Stored items from a collection:
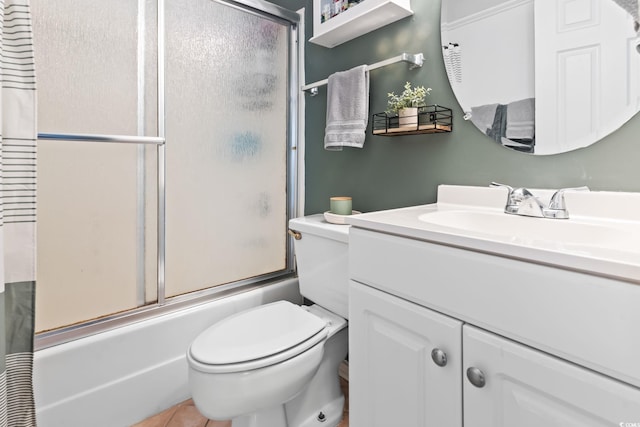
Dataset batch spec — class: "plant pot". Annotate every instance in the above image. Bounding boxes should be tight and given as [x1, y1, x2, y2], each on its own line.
[398, 107, 418, 127]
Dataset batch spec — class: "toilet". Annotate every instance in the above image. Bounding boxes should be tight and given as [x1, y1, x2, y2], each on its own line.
[187, 214, 349, 427]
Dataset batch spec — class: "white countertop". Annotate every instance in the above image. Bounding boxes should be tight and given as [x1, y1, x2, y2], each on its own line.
[346, 185, 640, 284]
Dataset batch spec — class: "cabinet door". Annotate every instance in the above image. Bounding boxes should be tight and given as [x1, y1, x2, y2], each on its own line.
[349, 281, 463, 427]
[463, 325, 640, 426]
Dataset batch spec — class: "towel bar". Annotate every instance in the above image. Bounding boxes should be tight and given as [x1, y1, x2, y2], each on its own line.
[302, 52, 424, 96]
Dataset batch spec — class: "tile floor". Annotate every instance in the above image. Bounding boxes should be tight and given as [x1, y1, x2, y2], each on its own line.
[132, 378, 349, 427]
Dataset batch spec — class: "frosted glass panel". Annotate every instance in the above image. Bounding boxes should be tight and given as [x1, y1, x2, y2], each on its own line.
[36, 143, 157, 331]
[165, 0, 289, 296]
[33, 0, 159, 331]
[144, 0, 159, 137]
[32, 0, 139, 135]
[32, 0, 293, 333]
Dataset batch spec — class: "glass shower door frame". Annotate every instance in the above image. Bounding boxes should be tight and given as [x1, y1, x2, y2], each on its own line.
[35, 0, 301, 350]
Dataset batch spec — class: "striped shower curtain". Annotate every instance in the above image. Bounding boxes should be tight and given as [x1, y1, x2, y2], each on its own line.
[0, 0, 38, 426]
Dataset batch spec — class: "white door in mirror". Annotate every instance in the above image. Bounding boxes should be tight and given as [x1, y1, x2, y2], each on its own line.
[535, 0, 640, 154]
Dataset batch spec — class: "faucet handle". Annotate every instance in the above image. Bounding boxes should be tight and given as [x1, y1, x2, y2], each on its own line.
[544, 186, 590, 219]
[548, 186, 590, 210]
[490, 182, 514, 201]
[490, 182, 513, 193]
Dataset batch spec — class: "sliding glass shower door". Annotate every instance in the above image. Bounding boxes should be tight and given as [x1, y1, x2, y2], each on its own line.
[32, 0, 298, 337]
[164, 0, 291, 297]
[33, 0, 160, 332]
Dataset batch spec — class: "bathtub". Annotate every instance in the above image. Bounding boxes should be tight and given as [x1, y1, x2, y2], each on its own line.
[34, 278, 301, 427]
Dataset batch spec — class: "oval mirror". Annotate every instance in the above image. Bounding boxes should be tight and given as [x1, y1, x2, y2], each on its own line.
[441, 0, 640, 155]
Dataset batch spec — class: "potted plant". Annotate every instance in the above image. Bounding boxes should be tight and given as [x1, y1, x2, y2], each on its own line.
[386, 82, 432, 127]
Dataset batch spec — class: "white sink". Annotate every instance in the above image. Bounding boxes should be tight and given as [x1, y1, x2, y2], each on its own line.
[417, 209, 639, 257]
[347, 185, 640, 283]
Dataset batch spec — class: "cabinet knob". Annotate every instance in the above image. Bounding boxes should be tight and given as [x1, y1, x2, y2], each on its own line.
[466, 367, 486, 388]
[431, 348, 448, 367]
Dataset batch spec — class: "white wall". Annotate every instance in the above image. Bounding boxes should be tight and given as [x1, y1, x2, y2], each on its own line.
[34, 279, 302, 427]
[442, 0, 512, 23]
[441, 0, 535, 111]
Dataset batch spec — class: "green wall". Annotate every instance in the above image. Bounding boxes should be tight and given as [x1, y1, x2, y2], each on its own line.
[272, 0, 640, 214]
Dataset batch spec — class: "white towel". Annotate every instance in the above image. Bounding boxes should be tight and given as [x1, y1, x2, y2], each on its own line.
[324, 65, 369, 151]
[505, 98, 535, 140]
[470, 103, 498, 135]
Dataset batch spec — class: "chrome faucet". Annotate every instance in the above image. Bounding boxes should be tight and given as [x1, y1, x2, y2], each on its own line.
[543, 186, 590, 219]
[491, 182, 545, 217]
[490, 183, 590, 219]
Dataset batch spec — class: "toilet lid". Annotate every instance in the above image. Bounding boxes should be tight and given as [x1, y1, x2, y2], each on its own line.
[189, 301, 328, 368]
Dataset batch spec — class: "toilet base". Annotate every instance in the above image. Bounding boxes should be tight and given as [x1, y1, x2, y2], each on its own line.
[230, 322, 348, 427]
[229, 395, 343, 427]
[231, 405, 287, 427]
[285, 325, 348, 427]
[293, 393, 344, 427]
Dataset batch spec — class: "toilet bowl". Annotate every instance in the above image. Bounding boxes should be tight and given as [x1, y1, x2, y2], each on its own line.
[187, 215, 350, 427]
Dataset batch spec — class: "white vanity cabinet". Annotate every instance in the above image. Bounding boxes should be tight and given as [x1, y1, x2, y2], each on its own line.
[349, 281, 462, 427]
[463, 325, 640, 426]
[348, 226, 640, 426]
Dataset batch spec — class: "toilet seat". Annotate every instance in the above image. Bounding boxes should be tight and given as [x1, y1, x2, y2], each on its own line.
[188, 301, 329, 374]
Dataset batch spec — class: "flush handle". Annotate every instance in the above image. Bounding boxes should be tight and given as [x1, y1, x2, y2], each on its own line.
[466, 367, 486, 388]
[287, 229, 301, 240]
[431, 348, 448, 367]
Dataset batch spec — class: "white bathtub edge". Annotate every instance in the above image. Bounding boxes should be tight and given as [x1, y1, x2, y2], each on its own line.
[34, 278, 301, 427]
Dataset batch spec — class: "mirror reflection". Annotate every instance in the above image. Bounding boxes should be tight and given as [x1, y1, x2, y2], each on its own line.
[441, 0, 640, 155]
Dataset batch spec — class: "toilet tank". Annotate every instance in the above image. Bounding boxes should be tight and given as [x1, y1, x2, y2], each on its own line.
[289, 215, 349, 319]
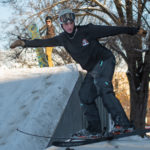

THE TASK: Each record is to be restated word for word; no picture goes in.

RESPONSE AREA:
Dataset batch spec — class: "plant pot". Annotate every instance in the above image. Bounding boxes should be tight and given as [x1, y1, x2, y2], each on its own line.
[398, 107, 418, 127]
Dataset batch spec — class: "toilet". Annotate every instance in the above image. Bounding boxes should be tight and given as [x1, y1, x2, y2], each on its own line.
[187, 214, 349, 427]
Dataset batch spec — class: "white countertop". Annotate every instance in the above image. Bounding boxes should be tight and given as [x1, y1, x2, y2], each on its own line.
[346, 185, 640, 284]
Dataset batch spec — class: "cabinet door". Annotate every instance in the above image. Bounding boxes should be tight and given as [x1, y1, x2, y2], each on its own line.
[349, 281, 463, 427]
[463, 325, 640, 426]
Dataset batch spec — class: "towel bar". Annotate every instance in the above image. Bounding boxes should be tight and given as [x1, y1, x2, y2], each on its own line.
[302, 52, 424, 96]
Dataset batch spec — class: "tile floor". Annotate every instance in the above image. Bounding boxes should be tight and given as [x1, y1, x2, y2], each on its own line.
[132, 378, 349, 427]
Dataset batch spec — class: "frosted glass panel". Annotate every instance in the above image. Bounding boxes should be tight and given as [x1, y1, x2, y2], each on its own line.
[36, 143, 157, 331]
[165, 0, 289, 296]
[33, 0, 159, 331]
[144, 0, 159, 137]
[32, 0, 139, 135]
[32, 0, 293, 333]
Dataset batch spec — class: "glass shower door frame". Annotate every instance in the above image. Bounding boxes should be tight and given as [x1, y1, x2, y2], each on its own line.
[35, 0, 301, 350]
Dataset batch spec — class: "striped shower curtain". Annotate every instance in the above image. Bounding boxes should be tight and given as [x1, y1, x2, y2], each on its own line.
[0, 0, 38, 426]
Dataset batch spec — class: "white door in mirror". Annotate every instance in the above image. Bounding boxes should be tight and given as [x1, y1, x2, y2], each on its own line.
[535, 0, 640, 154]
Dataset batch spec — class: "faucet handle". Annotate every instance in the above image. Bounding boxes should be tight and given as [x1, y1, x2, y2], each on its own line.
[544, 186, 590, 219]
[548, 186, 590, 210]
[490, 182, 514, 201]
[490, 182, 513, 193]
Dataset batch spec — class: "sliding glass shower door". Annotate every instance in the above image. Bounding boxes should be tight and given as [x1, y1, x2, y2], each on its own line.
[32, 0, 298, 337]
[164, 0, 291, 297]
[33, 0, 160, 332]
Dataset batch spec — class: "bathtub". Annotate every instance in the above image. Bounding boxes should be tight and given as [x1, y1, x2, y2], each on its own line.
[34, 278, 301, 427]
Dataset batch spec — class: "oval mirror". Annotate every instance in the above image. Bounding boxes should be tight and given as [x1, y1, x2, y2], each on its own line.
[441, 0, 640, 155]
Dataset batch spec — class: "potted plant". Annotate every instance in the above image. Bounding boxes should be tight and given as [x1, y1, x2, y2], each on its own line.
[386, 82, 432, 127]
Dataset batch spec — class: "white sink". Annotate every instance in the above image. Bounding boxes should be tight and given as [x1, y1, x2, y2], each on its own line.
[417, 209, 639, 257]
[347, 185, 640, 283]
Dataset batch spec — class: "cabinet knob". Annotate every instance in the above image. Bounding boxes should be tight and given as [x1, y1, x2, y2], each on its own line.
[466, 367, 486, 388]
[431, 348, 448, 367]
Dataset batch spec — class: "white wall". Annotate every instance in the above image. Bounding boxes should be tight and given as [x1, y1, x2, y2], each on its own line.
[34, 279, 302, 427]
[442, 0, 512, 23]
[441, 0, 535, 111]
Dataset batch spec — class: "green wall". Annotate every instance in the above image. Bounding boxes should be tight and given as [x1, y1, x2, y2], each on its own line.
[272, 0, 640, 214]
Dataset batch spec — class: "white towel". Annotate every instance in the above image. Bounding boxes should be tight and given as [x1, y1, x2, y2], each on its own line.
[324, 65, 369, 151]
[505, 98, 535, 140]
[470, 103, 498, 135]
Dataset batch spec — class: "chrome faucet". Annotate every instance in the above image. Bounding boxes should be tight and given as [x1, y1, x2, y2], each on its own line.
[543, 186, 590, 219]
[491, 182, 545, 217]
[490, 183, 590, 219]
Dataset batch spec — class: "toilet lid". Annotate every instance in the above image. Bounding boxes should be tight and given as [x1, y1, x2, y2], each on its own line.
[189, 301, 328, 368]
Dataset batch spec — class: "toilet base". Annotate every instance in the above image. Bounding boxes should be tight and given as [x1, y1, x2, y2], each on its own line.
[230, 322, 348, 427]
[229, 395, 343, 427]
[231, 405, 287, 427]
[285, 325, 348, 427]
[293, 393, 344, 427]
Dataset batch spec — class: "toilet bowl". Annotate every instance in the above image. Bounding boxes should be tight and given as [x1, y1, x2, y2], each on its own line.
[187, 215, 350, 427]
Dataset batch spec — class: "white vanity cabinet". Annotate every instance in the above image. Bounding boxes should be tight and given as [x1, y1, x2, y2], each on its own line.
[349, 281, 462, 427]
[463, 325, 640, 426]
[348, 226, 640, 426]
Dataset batch spec — class: "toilet seat". Annotate every instance in the above image. Bounding boxes should be tight and given as [x1, y1, x2, y2], each on its own line.
[188, 301, 329, 374]
Dataset batch spec — class: "flush handle". Annotate every instance in the above image. Bounding boxes should be tight and given as [x1, y1, x2, y2], each on its own line.
[466, 367, 486, 388]
[287, 229, 301, 240]
[431, 348, 448, 367]
Dataset batch spec — class: "white bathtub edge". Annotate every instance in the above image. Bounding boxes should be tight and given as [x1, y1, x2, y2], each on its own line.
[34, 278, 301, 427]
Dataset batch spec — class: "mirror reflection". Annotate every instance in the above image. Bounding boxes should be tight and given as [x1, y1, x2, y2], each on its own line.
[441, 0, 640, 155]
Dataset batch spec — class: "toilet tank". Annotate every instance in the above image. Bounding boxes should be tight and given as [x1, y1, x2, y2], each on its own line.
[289, 215, 349, 319]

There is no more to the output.